## Task item
For the data below, give again exactly the lines from the one containing "Target: statue in niche" through the one containing "Put one point on each instance of the metal", both ends included, and no others.

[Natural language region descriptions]
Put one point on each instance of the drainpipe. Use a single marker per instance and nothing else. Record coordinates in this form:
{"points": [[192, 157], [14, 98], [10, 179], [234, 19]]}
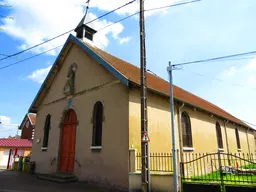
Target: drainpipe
{"points": [[180, 140], [180, 131], [249, 150], [226, 135]]}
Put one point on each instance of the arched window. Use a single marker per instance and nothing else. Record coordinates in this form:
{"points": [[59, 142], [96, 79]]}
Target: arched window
{"points": [[97, 123], [46, 130], [219, 136], [186, 130], [237, 139]]}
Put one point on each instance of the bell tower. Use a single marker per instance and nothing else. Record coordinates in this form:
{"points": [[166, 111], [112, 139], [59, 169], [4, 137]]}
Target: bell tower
{"points": [[84, 31]]}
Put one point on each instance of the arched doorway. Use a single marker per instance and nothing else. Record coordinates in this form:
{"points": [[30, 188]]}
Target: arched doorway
{"points": [[68, 142]]}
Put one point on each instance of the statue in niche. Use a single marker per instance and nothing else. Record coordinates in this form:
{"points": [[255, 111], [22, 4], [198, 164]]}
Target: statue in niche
{"points": [[69, 88]]}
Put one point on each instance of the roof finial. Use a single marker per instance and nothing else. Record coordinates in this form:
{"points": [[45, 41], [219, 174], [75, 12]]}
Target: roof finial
{"points": [[82, 30]]}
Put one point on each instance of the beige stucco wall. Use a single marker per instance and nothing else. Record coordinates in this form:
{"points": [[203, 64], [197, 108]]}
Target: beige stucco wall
{"points": [[1, 154], [159, 123], [97, 166], [159, 182], [202, 124]]}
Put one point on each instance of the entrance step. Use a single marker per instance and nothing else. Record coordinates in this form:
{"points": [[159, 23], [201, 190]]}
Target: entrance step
{"points": [[58, 177]]}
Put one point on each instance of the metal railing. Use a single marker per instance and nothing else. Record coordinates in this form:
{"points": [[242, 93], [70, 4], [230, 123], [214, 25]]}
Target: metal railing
{"points": [[222, 168], [159, 162]]}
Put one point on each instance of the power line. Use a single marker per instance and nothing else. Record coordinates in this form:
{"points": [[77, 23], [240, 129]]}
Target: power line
{"points": [[221, 80], [98, 30], [5, 5], [146, 10], [217, 58], [1, 54], [6, 66], [12, 55], [249, 123]]}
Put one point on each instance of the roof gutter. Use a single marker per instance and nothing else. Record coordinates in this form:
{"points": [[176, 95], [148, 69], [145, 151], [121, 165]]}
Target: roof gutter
{"points": [[189, 104]]}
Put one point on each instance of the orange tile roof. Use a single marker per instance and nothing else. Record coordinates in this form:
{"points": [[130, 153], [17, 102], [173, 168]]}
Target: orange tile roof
{"points": [[132, 73], [32, 117]]}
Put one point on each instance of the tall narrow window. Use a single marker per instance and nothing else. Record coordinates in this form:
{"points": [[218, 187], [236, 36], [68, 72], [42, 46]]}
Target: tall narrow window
{"points": [[237, 139], [186, 130], [219, 136], [46, 130], [97, 123]]}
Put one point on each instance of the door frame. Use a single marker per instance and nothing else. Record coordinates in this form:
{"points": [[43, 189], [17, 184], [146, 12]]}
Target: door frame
{"points": [[61, 126]]}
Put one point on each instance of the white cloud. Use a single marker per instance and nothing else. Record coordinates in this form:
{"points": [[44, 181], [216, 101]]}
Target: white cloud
{"points": [[6, 123], [230, 71], [251, 65], [40, 74], [252, 80], [108, 5], [39, 20], [125, 40]]}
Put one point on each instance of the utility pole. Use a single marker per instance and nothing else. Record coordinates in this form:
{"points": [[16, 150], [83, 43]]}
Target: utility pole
{"points": [[174, 149], [145, 171]]}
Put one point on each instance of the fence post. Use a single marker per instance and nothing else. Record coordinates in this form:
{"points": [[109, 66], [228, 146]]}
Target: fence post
{"points": [[132, 160], [222, 186]]}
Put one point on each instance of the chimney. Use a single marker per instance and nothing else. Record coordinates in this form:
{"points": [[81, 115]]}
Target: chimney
{"points": [[84, 31]]}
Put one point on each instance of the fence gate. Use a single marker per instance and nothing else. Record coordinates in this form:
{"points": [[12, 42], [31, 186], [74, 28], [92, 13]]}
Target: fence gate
{"points": [[218, 172]]}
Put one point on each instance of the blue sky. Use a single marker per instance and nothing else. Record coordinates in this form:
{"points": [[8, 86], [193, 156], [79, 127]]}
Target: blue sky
{"points": [[196, 31]]}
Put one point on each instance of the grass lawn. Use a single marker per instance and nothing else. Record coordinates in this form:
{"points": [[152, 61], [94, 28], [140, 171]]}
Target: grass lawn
{"points": [[251, 166], [215, 177]]}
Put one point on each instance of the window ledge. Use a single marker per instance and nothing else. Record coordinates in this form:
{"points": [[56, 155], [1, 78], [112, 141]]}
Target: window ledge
{"points": [[96, 147], [188, 148], [44, 148]]}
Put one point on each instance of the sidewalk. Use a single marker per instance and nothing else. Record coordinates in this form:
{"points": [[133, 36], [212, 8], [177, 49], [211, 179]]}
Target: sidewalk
{"points": [[12, 181]]}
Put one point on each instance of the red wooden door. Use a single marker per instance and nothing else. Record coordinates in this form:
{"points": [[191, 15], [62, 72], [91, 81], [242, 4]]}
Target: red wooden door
{"points": [[68, 142]]}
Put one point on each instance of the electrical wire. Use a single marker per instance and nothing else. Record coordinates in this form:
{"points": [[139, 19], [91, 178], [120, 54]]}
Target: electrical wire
{"points": [[6, 66], [1, 54], [217, 58], [12, 55], [98, 30], [220, 80], [146, 10]]}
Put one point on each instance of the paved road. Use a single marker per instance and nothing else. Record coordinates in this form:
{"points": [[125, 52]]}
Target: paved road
{"points": [[11, 181]]}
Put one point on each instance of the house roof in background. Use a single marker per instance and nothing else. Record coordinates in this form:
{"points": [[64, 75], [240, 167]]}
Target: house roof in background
{"points": [[15, 143], [32, 118]]}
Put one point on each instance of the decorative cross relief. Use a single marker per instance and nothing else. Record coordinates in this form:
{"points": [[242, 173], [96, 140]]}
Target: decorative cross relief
{"points": [[69, 87]]}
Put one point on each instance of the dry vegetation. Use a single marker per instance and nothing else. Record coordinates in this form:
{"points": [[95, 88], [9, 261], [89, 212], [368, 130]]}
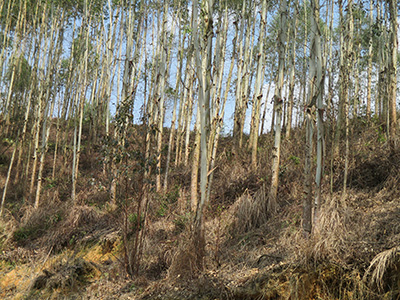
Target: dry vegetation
{"points": [[64, 252]]}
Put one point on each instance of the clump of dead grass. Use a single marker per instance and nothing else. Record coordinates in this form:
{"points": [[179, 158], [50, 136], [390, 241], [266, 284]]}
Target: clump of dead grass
{"points": [[382, 264], [328, 241], [250, 211]]}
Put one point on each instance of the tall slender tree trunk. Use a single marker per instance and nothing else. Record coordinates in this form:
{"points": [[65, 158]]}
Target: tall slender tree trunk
{"points": [[203, 64], [258, 89], [392, 66], [276, 150], [369, 76]]}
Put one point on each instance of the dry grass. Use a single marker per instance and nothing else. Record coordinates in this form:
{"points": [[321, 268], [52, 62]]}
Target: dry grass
{"points": [[382, 263]]}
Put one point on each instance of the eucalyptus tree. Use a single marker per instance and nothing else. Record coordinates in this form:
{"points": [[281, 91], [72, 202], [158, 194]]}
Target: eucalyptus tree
{"points": [[370, 55], [345, 69], [258, 88], [276, 150], [203, 59], [392, 73], [239, 105], [314, 106], [292, 73]]}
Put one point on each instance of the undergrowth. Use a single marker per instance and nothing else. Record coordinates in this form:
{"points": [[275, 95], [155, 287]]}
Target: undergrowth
{"points": [[252, 253]]}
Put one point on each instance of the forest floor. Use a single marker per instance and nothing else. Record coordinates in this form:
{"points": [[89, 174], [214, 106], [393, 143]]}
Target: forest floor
{"points": [[59, 251]]}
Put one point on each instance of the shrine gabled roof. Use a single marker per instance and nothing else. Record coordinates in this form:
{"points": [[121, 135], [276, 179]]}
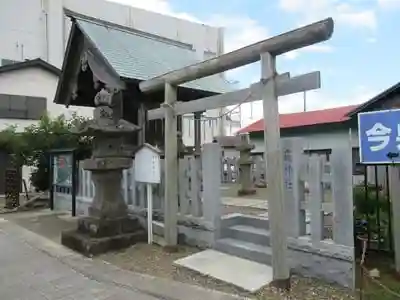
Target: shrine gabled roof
{"points": [[141, 56]]}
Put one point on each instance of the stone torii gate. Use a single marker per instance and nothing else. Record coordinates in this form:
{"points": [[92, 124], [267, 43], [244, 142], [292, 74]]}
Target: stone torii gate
{"points": [[268, 89]]}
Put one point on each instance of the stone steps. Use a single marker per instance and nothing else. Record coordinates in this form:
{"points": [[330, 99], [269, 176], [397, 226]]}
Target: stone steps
{"points": [[246, 237]]}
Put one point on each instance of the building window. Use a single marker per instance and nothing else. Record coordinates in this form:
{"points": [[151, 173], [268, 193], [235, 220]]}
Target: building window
{"points": [[5, 62], [22, 107], [321, 152]]}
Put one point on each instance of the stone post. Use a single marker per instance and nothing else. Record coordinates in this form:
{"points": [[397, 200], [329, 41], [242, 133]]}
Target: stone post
{"points": [[245, 163]]}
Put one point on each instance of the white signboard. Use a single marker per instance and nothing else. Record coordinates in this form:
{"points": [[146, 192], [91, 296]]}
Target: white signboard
{"points": [[147, 165]]}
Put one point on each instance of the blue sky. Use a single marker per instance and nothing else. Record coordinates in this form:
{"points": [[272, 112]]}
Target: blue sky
{"points": [[358, 62]]}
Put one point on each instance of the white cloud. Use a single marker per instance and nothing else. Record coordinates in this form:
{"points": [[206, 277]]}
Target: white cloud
{"points": [[239, 30], [321, 48], [313, 10], [389, 3], [158, 6]]}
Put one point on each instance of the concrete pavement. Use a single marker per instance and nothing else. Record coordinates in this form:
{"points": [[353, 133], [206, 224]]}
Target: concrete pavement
{"points": [[35, 268]]}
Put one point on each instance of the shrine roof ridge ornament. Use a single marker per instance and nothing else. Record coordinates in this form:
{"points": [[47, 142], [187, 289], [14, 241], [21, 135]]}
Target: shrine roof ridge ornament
{"points": [[289, 41]]}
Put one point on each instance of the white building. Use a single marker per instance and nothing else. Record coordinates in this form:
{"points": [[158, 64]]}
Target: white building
{"points": [[31, 29]]}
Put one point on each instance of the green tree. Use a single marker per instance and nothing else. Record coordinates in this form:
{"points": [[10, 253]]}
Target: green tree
{"points": [[31, 147]]}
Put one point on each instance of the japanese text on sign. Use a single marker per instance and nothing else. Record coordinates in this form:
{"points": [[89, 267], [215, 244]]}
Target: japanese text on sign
{"points": [[379, 134]]}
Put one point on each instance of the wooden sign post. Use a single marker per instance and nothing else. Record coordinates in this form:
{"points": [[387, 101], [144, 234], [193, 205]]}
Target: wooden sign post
{"points": [[148, 170]]}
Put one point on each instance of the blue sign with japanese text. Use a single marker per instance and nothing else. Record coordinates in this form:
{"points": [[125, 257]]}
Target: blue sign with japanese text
{"points": [[379, 136]]}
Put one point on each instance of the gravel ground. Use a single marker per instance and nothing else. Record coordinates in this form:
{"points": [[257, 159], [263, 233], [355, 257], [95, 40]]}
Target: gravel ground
{"points": [[154, 261]]}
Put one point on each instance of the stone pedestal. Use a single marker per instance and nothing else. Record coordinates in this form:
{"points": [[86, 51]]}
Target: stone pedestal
{"points": [[245, 163], [108, 226]]}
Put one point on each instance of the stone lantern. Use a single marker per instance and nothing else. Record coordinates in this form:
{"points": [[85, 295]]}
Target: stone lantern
{"points": [[107, 226]]}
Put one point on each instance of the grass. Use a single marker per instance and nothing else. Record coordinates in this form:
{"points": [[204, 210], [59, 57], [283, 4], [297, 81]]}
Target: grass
{"points": [[231, 190], [378, 289]]}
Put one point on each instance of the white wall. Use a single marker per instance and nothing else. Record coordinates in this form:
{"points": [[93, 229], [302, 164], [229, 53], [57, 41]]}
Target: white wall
{"points": [[35, 82], [318, 141], [38, 28]]}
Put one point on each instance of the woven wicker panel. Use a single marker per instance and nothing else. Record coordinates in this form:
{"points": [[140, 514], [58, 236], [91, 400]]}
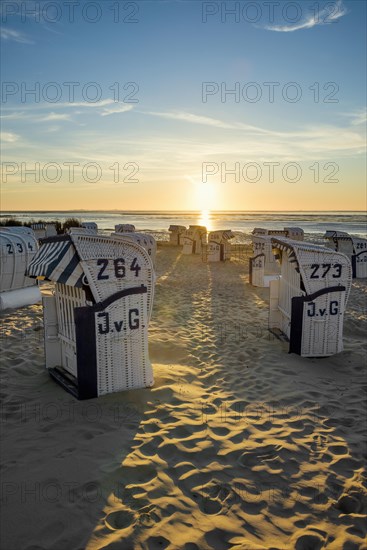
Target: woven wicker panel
{"points": [[322, 268], [262, 245], [148, 242], [16, 252], [290, 286], [112, 264], [323, 318], [213, 252], [194, 239], [361, 265], [257, 265], [122, 345], [67, 298], [188, 241]]}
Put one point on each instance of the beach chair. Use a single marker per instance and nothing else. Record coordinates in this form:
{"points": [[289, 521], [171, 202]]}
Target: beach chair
{"points": [[176, 234], [96, 323], [263, 267], [18, 246], [219, 247], [308, 301], [124, 228], [39, 230], [194, 238], [91, 226], [294, 233], [354, 247], [143, 239]]}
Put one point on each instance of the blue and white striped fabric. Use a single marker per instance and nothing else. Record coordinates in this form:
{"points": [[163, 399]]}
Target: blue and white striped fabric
{"points": [[58, 261]]}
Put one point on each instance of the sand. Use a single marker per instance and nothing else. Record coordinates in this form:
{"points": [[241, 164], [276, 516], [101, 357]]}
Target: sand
{"points": [[238, 444]]}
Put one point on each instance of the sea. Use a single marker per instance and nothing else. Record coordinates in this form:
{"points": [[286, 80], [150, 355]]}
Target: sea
{"points": [[242, 223]]}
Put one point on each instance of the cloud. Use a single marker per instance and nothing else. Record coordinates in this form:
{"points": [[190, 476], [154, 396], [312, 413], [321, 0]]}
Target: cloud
{"points": [[15, 36], [359, 117], [54, 116], [8, 137], [323, 17], [119, 109], [206, 121]]}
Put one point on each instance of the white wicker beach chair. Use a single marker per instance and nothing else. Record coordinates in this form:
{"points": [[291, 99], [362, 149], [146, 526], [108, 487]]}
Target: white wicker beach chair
{"points": [[124, 228], [39, 230], [354, 247], [194, 238], [91, 226], [143, 239], [176, 234], [219, 247], [307, 303], [96, 324], [50, 229], [263, 267], [17, 249]]}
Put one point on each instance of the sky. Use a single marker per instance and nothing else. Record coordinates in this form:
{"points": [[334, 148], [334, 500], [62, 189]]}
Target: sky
{"points": [[183, 105]]}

## Output below
Target: statue in niche
{"points": [[69, 88]]}
Put one point on each instance of the roof finial. Use a single marker per instance and nothing else. Record coordinates in this form:
{"points": [[45, 41], [219, 174], [75, 12]]}
Target: roof finial
{"points": [[82, 30]]}
Put one point on each instance of the beige stucco wall. Use a single marker per instance and nothing else. Record coordinates in this form:
{"points": [[203, 64], [197, 108]]}
Target: beige stucco wall
{"points": [[1, 154], [159, 123], [97, 166], [159, 182], [202, 124]]}
Put one point on each instance of the entrance step. Use a single marker per instance and nothing else. Record coordinates in this form:
{"points": [[159, 23], [201, 190]]}
Target: entrance step
{"points": [[58, 177]]}
Put one point on each instance of the metal railing. Use a single marker per instance and nothing else. Record coordinates in this form:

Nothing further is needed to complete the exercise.